→ Job
Reproduce the records from their start through the line containing "column 283, row 38", renaming "hoodoo" to "rock pillar" and leaving everything else unchanged.

→ The records
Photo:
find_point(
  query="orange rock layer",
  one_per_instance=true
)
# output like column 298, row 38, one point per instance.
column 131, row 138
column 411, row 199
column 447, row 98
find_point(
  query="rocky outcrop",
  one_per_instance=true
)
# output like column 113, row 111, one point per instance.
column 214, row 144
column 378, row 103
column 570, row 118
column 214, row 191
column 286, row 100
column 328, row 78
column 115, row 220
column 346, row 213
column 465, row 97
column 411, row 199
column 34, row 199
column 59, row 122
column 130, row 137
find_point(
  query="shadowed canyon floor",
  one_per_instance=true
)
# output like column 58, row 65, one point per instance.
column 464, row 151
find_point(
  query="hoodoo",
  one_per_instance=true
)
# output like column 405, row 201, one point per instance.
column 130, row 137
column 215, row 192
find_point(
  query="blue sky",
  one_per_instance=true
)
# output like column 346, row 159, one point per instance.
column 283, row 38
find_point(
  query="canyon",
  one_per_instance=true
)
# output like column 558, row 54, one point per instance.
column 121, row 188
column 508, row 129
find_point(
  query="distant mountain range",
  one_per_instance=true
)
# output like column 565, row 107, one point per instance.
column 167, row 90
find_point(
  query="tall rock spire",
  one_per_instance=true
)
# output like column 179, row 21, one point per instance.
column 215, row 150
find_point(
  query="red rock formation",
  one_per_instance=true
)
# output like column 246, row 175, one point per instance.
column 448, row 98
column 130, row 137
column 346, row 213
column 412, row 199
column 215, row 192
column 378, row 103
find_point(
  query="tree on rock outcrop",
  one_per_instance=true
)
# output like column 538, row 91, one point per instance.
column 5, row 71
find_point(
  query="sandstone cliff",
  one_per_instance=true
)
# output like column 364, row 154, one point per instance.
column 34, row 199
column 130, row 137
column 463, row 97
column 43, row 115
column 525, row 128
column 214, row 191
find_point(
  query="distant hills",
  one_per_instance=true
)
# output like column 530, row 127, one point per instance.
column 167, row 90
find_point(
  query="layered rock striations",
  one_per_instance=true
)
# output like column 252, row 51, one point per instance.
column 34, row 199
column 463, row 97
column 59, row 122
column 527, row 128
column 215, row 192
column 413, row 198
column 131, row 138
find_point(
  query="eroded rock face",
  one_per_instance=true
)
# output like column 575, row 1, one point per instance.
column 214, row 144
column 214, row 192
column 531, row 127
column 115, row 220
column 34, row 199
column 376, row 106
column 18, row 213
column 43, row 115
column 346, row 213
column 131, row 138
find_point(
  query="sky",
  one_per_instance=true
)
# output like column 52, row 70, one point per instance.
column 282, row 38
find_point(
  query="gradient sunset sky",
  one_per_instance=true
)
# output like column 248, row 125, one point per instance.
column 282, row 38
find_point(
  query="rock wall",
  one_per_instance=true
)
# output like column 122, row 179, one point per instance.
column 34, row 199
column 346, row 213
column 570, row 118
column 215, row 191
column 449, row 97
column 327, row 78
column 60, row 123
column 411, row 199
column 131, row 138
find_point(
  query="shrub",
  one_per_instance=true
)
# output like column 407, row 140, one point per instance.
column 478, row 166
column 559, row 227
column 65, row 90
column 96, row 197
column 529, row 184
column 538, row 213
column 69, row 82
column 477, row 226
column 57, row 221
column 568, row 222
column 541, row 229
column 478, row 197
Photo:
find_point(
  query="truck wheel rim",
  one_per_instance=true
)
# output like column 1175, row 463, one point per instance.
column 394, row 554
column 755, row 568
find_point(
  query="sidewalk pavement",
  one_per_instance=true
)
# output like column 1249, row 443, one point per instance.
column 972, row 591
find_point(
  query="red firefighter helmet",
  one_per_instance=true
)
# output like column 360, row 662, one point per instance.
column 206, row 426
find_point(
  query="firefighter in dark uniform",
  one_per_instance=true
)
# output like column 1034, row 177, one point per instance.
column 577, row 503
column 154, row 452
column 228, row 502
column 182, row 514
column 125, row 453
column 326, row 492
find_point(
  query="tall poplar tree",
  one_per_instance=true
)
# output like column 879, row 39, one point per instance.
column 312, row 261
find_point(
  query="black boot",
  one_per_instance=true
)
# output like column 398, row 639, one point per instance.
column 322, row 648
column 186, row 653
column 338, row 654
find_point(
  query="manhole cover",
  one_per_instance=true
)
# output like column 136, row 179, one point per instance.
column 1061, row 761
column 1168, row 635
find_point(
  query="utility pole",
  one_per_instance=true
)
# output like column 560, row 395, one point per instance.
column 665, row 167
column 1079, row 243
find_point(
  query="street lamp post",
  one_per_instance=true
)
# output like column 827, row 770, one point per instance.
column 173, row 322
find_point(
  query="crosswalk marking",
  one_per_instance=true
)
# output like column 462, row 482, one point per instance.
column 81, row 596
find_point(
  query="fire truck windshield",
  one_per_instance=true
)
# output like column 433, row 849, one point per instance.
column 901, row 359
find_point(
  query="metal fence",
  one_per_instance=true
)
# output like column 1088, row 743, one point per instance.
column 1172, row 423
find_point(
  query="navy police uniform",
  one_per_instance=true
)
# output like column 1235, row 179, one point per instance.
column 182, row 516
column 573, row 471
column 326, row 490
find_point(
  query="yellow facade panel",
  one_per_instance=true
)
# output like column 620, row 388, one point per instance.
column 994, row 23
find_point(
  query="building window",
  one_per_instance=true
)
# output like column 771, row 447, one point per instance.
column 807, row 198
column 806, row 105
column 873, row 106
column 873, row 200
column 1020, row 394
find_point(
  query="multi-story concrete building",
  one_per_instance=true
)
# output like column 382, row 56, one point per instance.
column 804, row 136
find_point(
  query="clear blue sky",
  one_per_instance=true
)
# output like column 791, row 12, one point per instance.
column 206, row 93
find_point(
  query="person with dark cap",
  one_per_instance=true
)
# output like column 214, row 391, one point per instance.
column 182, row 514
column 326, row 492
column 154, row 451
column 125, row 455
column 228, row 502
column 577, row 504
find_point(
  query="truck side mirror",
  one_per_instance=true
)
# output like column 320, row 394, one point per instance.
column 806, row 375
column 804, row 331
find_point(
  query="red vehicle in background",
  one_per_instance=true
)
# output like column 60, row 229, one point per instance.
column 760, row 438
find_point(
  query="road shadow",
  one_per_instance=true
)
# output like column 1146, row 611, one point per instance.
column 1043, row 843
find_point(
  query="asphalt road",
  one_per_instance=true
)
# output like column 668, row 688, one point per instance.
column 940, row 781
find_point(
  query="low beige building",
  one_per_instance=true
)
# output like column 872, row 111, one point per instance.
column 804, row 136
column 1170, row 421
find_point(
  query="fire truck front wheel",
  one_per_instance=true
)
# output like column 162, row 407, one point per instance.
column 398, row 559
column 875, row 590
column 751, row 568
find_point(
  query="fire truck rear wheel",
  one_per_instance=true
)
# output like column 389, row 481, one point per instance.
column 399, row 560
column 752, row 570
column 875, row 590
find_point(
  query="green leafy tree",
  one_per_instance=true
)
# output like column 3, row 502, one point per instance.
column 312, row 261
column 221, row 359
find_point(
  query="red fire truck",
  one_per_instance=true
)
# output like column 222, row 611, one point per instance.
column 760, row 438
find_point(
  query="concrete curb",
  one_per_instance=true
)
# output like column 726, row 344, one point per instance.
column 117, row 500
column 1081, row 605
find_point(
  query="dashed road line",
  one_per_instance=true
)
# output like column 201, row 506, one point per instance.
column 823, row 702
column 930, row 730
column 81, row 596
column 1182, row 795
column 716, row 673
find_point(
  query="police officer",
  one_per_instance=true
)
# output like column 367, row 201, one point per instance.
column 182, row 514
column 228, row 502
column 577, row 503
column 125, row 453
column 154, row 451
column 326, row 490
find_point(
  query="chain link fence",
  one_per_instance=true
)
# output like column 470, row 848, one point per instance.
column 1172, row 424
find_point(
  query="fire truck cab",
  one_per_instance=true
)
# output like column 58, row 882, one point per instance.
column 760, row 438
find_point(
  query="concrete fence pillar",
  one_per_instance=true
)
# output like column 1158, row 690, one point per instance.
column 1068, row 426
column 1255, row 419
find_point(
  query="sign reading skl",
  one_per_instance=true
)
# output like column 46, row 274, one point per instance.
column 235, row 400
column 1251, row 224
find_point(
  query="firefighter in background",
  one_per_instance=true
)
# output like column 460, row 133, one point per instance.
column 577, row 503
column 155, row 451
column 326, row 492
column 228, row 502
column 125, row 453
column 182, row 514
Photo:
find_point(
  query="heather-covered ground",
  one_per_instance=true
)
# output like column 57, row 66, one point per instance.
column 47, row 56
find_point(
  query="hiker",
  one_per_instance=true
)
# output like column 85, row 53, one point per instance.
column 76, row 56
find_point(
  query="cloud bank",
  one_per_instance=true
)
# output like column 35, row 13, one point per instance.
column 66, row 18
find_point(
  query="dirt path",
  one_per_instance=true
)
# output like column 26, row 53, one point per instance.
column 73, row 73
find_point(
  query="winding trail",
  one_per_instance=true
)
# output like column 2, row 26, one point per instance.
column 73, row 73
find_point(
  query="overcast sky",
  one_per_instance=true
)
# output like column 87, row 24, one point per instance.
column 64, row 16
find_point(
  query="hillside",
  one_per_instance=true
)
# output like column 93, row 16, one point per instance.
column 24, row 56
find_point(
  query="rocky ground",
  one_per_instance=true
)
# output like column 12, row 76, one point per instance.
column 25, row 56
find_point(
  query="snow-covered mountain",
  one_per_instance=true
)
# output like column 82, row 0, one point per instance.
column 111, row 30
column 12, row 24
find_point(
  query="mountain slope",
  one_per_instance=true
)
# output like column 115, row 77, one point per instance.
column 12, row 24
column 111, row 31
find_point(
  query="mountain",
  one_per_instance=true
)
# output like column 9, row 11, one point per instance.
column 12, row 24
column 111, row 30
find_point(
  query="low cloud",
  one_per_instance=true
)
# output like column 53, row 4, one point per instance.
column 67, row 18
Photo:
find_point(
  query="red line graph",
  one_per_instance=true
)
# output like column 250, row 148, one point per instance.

→ Result for this exercise
Photo:
find_point(
  query="orange rock layer",
  one_per_instance=true
)
# output like column 298, row 38, one point per instance.
column 131, row 138
column 411, row 199
column 447, row 98
find_point(
  query="rocky outcrop",
  one_per_instance=true
)
# output like column 113, row 111, one point per instance.
column 214, row 144
column 378, row 103
column 570, row 118
column 214, row 191
column 286, row 100
column 328, row 78
column 115, row 220
column 346, row 213
column 465, row 97
column 411, row 199
column 34, row 199
column 59, row 122
column 130, row 137
find_point(
  query="shadowed canyon floor",
  one_per_instance=true
)
# output like column 58, row 65, one point per instance.
column 464, row 151
find_point(
  query="rock pillar",
  one_per_instance=true
)
# output like column 405, row 201, one point per instance.
column 130, row 137
column 215, row 192
find_point(
  query="blue sky",
  one_per_instance=true
)
# output like column 346, row 159, one point per instance.
column 283, row 38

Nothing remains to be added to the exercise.